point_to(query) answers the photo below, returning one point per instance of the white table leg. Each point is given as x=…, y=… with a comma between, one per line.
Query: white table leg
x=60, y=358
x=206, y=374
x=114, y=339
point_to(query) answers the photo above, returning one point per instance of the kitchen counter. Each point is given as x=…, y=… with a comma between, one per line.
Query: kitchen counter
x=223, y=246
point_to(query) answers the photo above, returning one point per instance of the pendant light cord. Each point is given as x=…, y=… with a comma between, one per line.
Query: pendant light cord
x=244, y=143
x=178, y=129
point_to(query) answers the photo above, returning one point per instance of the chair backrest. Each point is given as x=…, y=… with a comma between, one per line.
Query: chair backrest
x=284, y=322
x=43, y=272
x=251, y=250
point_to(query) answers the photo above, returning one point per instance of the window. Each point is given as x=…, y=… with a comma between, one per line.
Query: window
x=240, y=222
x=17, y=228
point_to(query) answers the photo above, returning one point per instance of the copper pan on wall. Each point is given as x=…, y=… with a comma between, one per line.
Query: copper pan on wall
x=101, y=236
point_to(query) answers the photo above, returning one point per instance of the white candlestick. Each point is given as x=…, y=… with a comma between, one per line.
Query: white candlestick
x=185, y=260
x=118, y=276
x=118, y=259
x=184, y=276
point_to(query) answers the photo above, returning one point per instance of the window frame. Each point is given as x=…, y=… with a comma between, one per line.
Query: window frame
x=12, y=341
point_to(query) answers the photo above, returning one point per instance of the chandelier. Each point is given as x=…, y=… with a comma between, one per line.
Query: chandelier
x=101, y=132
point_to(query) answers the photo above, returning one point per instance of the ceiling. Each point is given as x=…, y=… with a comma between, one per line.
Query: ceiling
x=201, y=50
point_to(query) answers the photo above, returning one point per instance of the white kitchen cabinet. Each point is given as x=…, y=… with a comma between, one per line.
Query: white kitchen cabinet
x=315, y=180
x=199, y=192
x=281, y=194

========================================

**Aim of the exercise:**
With no line skipped, repeat the records exactly.

**Expected output:**
point_to(query) answers the photo below, returning one point per instance of the white table leg. Each point is given as x=…, y=… with a comma between, one per line.
Query: white table leg
x=60, y=358
x=206, y=374
x=114, y=339
point_to(query) answers the photo above, returning one point per instance of the kitchen counter. Each point is given as x=…, y=… with a comma between, one per line.
Query: kitchen counter
x=223, y=246
point_to(query) answers the photo above, returning one point per instance of the pendant light cord. Each point is given as x=…, y=… with a comma between, one per line.
Query: pendant light cord
x=244, y=143
x=178, y=129
point_to(query) answers the photo above, returning one point per instance of the chair backrest. Each point is given as x=…, y=… with a comma between, one per line.
Query: chair backrest
x=284, y=322
x=43, y=272
x=251, y=250
point_to(query) answers the photo above, returning one point per instance of the window. Each point is given as x=…, y=… with a comma between, one per line.
Query: window
x=240, y=222
x=17, y=228
point_to(query) answers the photo above, returning one point per instance of the copper pan on wall. Each point is given as x=…, y=… with a comma between, one per line.
Query: copper pan on wall
x=101, y=236
point_to(query) answers the photo above, returning one point per instance of the white candlestick. Each point is given as x=…, y=… with a comma between, one per line.
Query: white candlestick
x=185, y=260
x=118, y=276
x=118, y=259
x=184, y=276
point_to(query) answers the photo above, returning one point per instance of the window frame. Each point is given as x=…, y=… with a comma between, one per line.
Query: window frame
x=12, y=341
point_to(query) answers the photo above, returning one point per instance of the chandelier. Each point is given as x=…, y=… with a comma between, one per line.
Query: chandelier
x=101, y=132
point_to(query) answers the photo above, returning one point per instance of the ceiling. Each point is given as x=…, y=… with a comma between, one per line.
Query: ceiling
x=201, y=50
point_to(query) answers the photo above, returning one point per instance of the white kitchen cabinet. Each point is given as x=…, y=… with a comma between, one per line.
Query: white kitchen cabinet
x=315, y=180
x=199, y=192
x=281, y=194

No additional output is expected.